**EXERCISE DIRECTIONS**
Report the count of lines holding "every" in the records, with no other words.

⟨

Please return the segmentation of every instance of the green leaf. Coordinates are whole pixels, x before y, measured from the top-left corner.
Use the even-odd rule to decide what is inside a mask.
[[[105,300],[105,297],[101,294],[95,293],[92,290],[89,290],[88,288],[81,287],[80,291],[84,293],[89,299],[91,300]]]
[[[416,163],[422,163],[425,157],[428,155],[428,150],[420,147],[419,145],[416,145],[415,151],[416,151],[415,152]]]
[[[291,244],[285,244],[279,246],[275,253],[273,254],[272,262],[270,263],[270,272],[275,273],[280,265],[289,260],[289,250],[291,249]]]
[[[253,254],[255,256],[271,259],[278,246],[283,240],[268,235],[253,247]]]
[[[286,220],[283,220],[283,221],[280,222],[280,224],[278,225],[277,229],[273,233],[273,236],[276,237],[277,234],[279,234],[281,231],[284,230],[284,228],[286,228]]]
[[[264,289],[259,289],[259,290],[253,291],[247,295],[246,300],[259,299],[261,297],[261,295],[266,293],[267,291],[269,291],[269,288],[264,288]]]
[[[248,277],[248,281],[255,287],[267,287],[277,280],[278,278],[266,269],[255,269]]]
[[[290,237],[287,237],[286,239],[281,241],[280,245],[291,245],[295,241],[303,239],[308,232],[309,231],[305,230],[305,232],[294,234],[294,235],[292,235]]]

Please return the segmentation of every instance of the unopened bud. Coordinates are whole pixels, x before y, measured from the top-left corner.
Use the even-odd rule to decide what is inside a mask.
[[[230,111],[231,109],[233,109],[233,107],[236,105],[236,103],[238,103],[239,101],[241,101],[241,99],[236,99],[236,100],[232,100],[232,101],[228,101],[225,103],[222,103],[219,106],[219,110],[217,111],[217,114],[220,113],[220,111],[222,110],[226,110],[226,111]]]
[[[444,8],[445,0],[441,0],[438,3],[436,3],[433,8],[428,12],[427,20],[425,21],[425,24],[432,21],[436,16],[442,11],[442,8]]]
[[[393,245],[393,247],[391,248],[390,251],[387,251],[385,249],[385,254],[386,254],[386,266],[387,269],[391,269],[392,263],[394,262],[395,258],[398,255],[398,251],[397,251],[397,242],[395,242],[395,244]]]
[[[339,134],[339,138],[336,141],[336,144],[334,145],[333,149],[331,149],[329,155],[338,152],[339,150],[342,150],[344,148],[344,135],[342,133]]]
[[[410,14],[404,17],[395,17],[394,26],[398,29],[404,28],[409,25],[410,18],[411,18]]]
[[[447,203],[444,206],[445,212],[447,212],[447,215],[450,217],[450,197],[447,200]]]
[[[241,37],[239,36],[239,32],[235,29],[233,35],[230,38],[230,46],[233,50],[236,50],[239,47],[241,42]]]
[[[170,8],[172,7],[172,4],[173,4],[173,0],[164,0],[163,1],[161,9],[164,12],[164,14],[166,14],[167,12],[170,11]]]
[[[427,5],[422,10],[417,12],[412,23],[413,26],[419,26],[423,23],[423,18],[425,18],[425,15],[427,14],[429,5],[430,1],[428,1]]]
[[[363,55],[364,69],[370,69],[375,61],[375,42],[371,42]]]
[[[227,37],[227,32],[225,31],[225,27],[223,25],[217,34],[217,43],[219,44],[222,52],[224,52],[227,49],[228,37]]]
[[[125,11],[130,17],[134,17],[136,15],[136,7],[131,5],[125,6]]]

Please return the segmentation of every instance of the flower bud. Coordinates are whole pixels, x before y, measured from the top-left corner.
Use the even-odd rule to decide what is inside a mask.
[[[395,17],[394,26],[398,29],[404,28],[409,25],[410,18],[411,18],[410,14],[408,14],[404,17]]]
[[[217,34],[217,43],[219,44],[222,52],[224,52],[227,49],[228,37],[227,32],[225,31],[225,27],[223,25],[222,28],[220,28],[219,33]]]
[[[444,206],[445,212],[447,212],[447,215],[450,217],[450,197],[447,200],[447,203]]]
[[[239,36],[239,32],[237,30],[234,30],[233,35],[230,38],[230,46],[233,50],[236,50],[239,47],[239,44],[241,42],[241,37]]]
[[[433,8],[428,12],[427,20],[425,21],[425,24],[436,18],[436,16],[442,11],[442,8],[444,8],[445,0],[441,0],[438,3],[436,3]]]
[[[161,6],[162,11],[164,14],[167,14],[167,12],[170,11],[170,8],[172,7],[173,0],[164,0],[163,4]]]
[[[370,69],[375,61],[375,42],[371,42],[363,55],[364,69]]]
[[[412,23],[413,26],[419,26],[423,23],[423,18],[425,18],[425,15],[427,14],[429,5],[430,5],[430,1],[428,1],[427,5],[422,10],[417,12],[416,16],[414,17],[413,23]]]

⟩

**EXPECTED ANSWER**
3